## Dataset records
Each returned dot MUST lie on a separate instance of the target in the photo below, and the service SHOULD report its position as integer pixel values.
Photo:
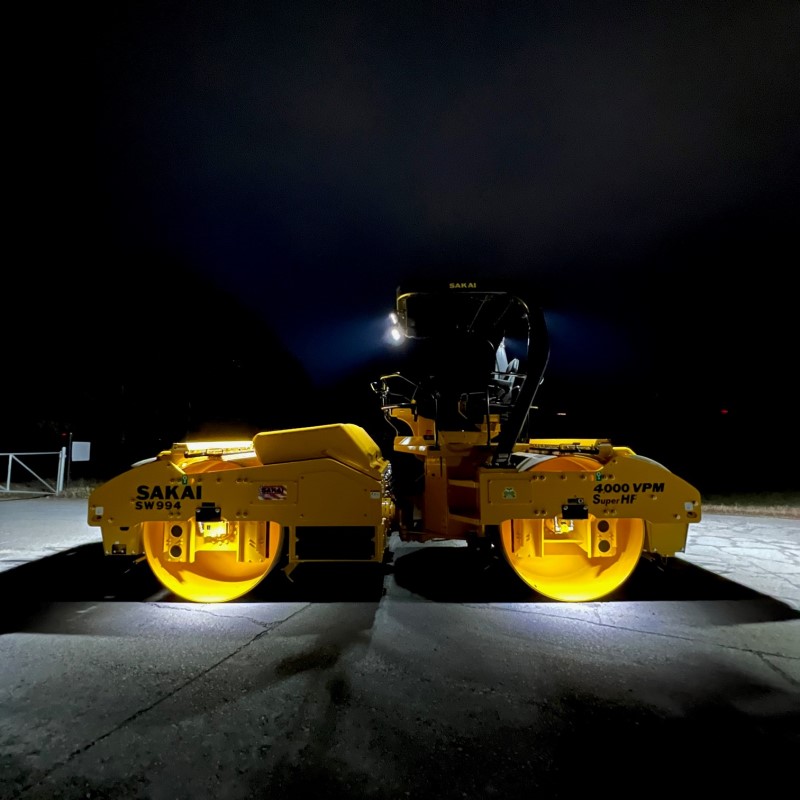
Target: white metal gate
(37, 470)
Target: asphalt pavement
(759, 553)
(433, 681)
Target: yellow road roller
(572, 517)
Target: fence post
(62, 460)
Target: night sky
(266, 174)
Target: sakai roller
(214, 519)
(572, 517)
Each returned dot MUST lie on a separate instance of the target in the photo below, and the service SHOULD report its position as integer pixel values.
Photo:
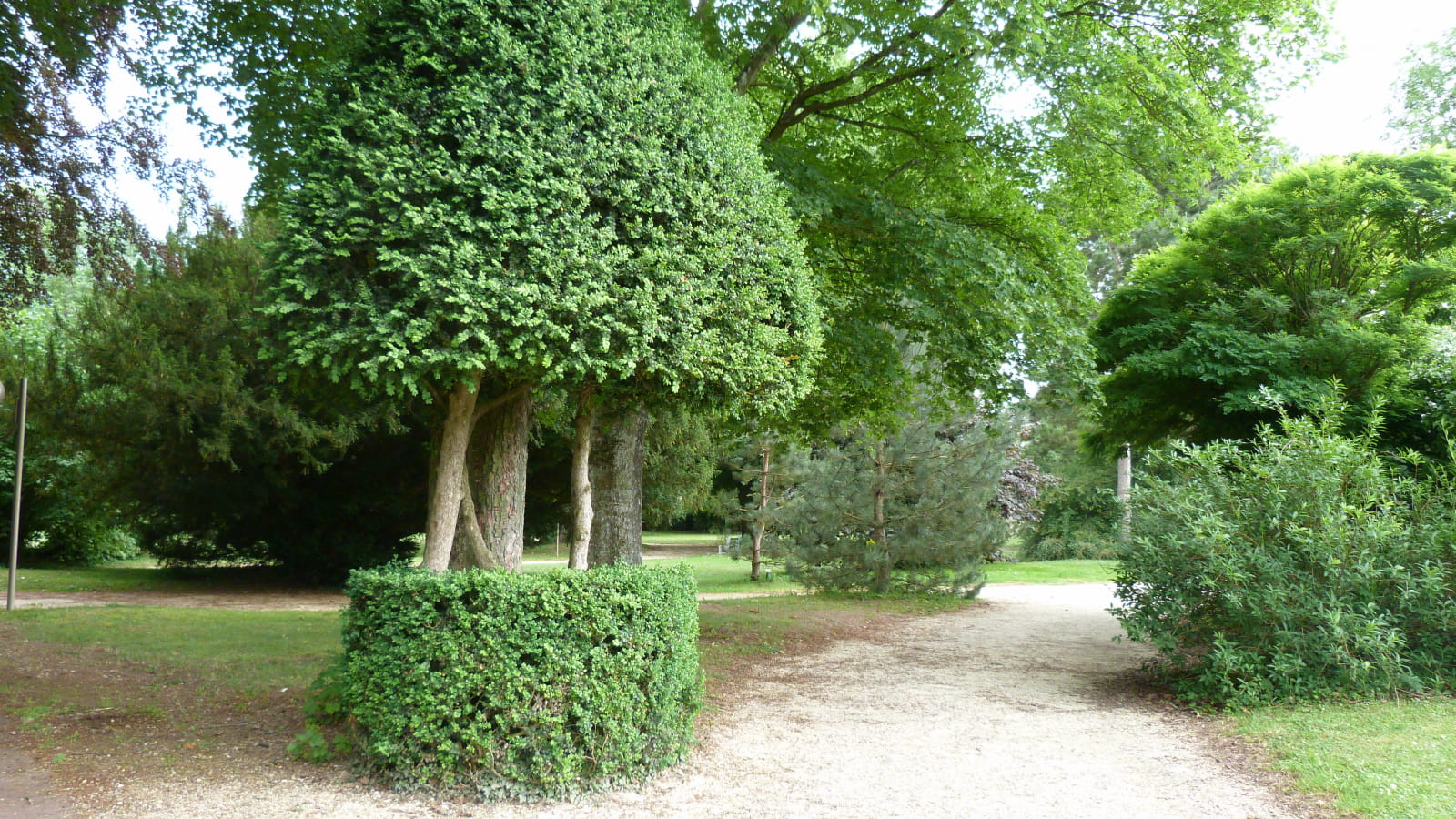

## Task requirements
Render every line of the records above as a JSON list of strings, one string per line, skipping blank lines and leaving out the pictures.

## Solution for this exercise
[
  "Each returned dot MUST lie on a separate instance of the target in the photo below, and the service SHOULD report its position as integer pixel values.",
  "Photo:",
  "Target: white metal gate",
  "(37, 470)",
  "Target: asphalt pavement",
  "(759, 553)",
  "(433, 681)",
  "Target: yellow road roller",
  "(572, 517)",
  "Target: fence post",
  "(62, 460)",
  "Target: night sky",
  "(266, 174)",
  "Target: sakai roller",
  "(214, 519)",
  "(572, 517)",
  "Each returned dot MUST lie on a separate instance of the target in the photo below, and the service SHOULD report its position as integer pixel values.",
  "Photo:"
]